TRECHO FORNECIDO —
+--
Cada país com a sua infâmia racista. O menino negro João Pedro foi morto pelas costas, em São Gonçalo, no Rio de Janeiro, por uma operação policial destrambelhada. Nos Estados Unidos, o segurança negro George Floyd foi asfixiado por um policial branco em cena filmada do começo ao fim. Uma das imagens mais degradantes deste século. O assassino está sendo processado por crime culposo (sem a intenção de matar). Ficar com o joelho sobre o pescoço de uma pessoa durante oito minutos e 46 segundos não é crime doloso, não se assume o risco de matar? O cara que faz isso é um monstro treinado para horrorizar.
Nos Estados Unidos, país do armamentismo total e dos constantes massacres por atiradores solitários, brancos andam muito mais armados do que negros. A morte de Floyd desencadeou uma reação violenta. No Brasil, o assassinato de João Pedro produziu notas de repúdio e tentativas de botar panos quentes. Parece que nosso racismo é mais eficaz por ser mais ardiloso. Brancos não vão às ruas por negros. Estes temem certamente a repressão. Afinal, são caçados diariamente e inflam as estatísticas de vítimas da violência policial. O tempo passa e pouco muda. O passado escravista brasileiro e norte-americano não desencarna.
+--
ENUNCIADO —
Responda com base no trecho sobre racismo.
(a) Em que cidade o menino João Pedro foi morto?
(b) Por quanto tempo o policial ficou com o joelho sobre o pescoço de George Floyd?
(c) O que o assassinato de João Pedro produziu no Brasil?
+--
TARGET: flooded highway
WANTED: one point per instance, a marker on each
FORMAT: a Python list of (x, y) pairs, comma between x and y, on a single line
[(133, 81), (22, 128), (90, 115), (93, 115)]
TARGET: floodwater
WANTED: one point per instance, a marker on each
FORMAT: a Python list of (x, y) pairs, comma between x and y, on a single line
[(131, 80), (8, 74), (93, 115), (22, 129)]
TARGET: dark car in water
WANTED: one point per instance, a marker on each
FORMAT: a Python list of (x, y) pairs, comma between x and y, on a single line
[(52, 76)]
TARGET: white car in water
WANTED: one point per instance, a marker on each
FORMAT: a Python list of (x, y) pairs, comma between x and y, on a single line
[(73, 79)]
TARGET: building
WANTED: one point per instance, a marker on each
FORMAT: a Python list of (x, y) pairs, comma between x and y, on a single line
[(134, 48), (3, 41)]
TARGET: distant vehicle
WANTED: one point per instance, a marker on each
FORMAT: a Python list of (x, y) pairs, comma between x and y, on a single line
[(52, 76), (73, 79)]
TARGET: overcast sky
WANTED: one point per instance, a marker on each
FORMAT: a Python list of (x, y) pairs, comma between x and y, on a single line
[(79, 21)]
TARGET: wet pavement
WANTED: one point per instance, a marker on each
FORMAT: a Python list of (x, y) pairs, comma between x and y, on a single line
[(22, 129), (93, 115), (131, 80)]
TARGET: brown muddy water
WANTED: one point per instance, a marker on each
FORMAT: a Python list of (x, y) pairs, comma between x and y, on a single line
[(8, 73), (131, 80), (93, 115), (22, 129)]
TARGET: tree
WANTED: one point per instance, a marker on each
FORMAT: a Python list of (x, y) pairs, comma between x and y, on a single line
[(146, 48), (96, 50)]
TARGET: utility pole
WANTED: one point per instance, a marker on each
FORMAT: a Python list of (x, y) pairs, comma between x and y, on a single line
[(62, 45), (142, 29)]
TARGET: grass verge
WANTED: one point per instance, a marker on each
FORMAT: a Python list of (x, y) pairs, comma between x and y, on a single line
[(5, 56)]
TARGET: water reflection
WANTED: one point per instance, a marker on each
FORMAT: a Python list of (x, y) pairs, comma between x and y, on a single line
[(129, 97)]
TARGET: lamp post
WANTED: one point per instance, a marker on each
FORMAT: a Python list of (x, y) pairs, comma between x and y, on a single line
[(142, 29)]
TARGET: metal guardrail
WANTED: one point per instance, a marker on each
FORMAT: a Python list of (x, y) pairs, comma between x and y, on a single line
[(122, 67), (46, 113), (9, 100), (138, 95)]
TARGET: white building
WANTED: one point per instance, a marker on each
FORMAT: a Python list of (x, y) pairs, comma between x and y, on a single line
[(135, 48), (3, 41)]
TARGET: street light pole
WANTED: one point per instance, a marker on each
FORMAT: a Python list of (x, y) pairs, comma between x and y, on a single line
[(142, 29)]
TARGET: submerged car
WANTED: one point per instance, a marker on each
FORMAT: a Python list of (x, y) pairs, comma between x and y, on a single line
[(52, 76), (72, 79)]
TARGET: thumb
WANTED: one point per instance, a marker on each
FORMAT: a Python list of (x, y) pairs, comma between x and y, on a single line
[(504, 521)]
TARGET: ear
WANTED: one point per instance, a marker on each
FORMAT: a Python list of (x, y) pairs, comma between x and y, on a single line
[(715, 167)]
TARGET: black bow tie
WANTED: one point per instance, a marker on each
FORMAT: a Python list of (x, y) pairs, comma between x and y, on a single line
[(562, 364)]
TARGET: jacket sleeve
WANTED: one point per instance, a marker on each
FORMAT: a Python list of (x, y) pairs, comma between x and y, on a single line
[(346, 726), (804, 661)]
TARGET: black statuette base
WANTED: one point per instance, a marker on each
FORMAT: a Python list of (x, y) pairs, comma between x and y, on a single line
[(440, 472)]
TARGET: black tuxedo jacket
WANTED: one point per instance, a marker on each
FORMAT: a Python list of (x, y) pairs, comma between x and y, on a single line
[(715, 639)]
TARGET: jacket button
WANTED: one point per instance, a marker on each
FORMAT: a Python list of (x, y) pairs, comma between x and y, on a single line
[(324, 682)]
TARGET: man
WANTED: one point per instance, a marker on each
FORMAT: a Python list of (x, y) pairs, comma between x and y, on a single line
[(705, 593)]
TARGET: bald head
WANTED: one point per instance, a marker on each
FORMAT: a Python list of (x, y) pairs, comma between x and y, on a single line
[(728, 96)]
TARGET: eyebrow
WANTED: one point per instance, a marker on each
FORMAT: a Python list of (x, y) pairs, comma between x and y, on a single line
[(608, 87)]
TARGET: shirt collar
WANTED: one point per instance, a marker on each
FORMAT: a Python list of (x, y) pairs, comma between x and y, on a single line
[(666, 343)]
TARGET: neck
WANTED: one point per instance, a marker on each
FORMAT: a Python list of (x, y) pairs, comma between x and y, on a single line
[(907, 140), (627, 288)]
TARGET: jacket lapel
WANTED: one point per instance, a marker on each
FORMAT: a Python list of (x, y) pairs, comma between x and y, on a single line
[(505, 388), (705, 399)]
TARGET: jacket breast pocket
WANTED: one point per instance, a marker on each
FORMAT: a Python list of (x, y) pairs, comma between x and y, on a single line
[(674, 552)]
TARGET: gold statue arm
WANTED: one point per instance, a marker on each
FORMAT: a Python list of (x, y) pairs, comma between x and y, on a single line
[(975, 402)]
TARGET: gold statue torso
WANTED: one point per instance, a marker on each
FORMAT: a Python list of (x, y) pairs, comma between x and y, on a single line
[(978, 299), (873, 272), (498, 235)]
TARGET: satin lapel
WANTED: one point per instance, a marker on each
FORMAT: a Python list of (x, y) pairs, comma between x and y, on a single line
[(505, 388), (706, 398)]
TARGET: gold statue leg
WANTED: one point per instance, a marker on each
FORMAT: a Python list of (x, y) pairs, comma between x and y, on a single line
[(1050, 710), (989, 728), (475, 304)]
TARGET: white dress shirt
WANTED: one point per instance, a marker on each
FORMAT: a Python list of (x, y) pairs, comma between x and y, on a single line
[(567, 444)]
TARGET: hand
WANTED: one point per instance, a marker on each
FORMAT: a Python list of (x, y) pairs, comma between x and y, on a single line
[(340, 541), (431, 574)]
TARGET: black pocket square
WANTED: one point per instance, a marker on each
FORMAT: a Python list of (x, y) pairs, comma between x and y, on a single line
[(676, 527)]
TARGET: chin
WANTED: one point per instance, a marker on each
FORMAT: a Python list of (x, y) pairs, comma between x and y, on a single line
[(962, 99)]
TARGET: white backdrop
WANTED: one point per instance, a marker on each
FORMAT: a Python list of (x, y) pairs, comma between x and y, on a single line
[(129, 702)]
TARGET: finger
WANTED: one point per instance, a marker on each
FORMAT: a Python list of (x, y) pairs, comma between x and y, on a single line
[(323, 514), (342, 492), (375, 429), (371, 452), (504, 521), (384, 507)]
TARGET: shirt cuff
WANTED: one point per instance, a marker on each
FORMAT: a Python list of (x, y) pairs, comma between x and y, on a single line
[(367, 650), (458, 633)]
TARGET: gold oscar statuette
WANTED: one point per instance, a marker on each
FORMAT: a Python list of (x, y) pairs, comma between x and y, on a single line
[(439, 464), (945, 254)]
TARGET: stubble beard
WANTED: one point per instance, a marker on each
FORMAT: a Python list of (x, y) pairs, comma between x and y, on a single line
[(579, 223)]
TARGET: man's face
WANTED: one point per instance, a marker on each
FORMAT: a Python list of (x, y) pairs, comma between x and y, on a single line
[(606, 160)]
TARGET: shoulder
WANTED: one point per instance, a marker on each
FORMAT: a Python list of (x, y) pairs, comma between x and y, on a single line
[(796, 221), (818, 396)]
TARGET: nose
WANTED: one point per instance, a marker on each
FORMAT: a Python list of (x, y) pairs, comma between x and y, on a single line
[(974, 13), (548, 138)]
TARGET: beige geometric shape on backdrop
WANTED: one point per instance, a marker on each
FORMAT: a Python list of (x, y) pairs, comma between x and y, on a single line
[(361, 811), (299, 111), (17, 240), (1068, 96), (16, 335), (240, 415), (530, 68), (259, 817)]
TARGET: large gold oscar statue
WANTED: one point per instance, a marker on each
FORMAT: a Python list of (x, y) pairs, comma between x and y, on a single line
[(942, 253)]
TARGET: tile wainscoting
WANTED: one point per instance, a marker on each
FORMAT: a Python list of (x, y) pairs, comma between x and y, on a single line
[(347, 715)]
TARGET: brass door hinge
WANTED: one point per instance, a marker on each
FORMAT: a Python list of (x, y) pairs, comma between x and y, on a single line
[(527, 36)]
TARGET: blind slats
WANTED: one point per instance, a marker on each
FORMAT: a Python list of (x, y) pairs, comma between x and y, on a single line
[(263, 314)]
+--
RESULTADO FINAL —
(a) Em São Gonçalo, no Rio de Janeiro.
(b) Durante oito minutos e 46 segundos.
(c) Notas de repúdio e tentativas de botar panos quentes.